====== DATASET ENTRIES
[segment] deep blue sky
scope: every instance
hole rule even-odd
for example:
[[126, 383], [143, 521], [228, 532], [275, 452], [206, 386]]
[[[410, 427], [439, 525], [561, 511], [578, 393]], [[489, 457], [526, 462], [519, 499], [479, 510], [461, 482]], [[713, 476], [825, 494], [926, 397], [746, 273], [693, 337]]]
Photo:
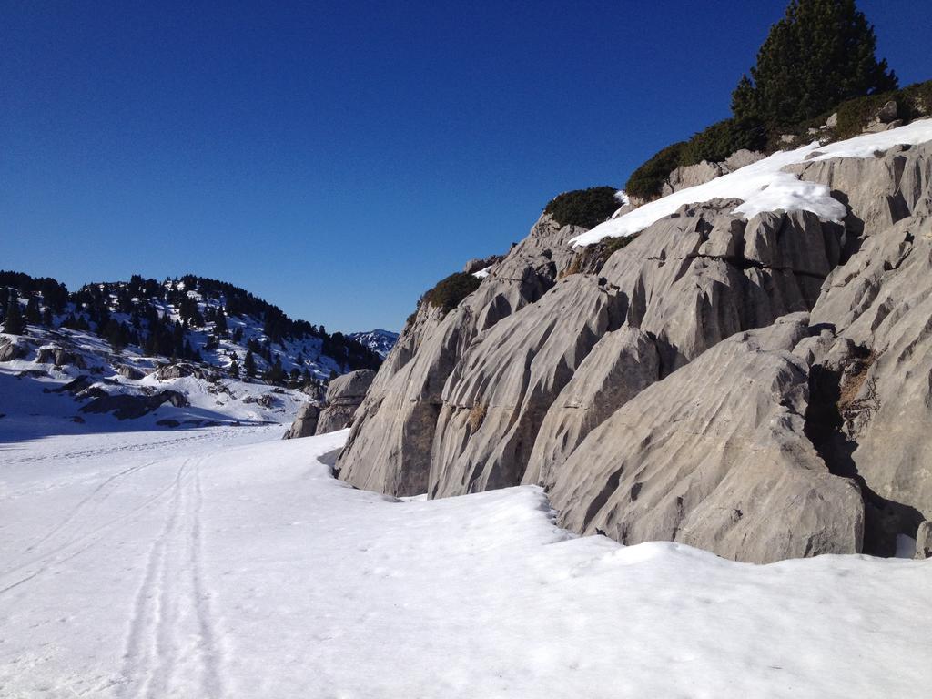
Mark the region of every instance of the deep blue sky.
============
GIVEN TASK:
Copy out the records above line for line, leaving out the pictures.

OUTPUT BELOW:
[segment] deep blue sky
scope: every instance
hole rule even-odd
for example:
[[126, 383], [143, 521], [228, 532], [275, 452], [206, 386]]
[[[410, 427], [439, 525], [561, 511], [578, 393]], [[489, 457], [526, 462], [519, 499], [479, 510], [461, 482]], [[713, 476], [825, 494], [926, 397], [746, 273], [693, 337]]]
Photo:
Mark the region of every instance of the deep blue sky.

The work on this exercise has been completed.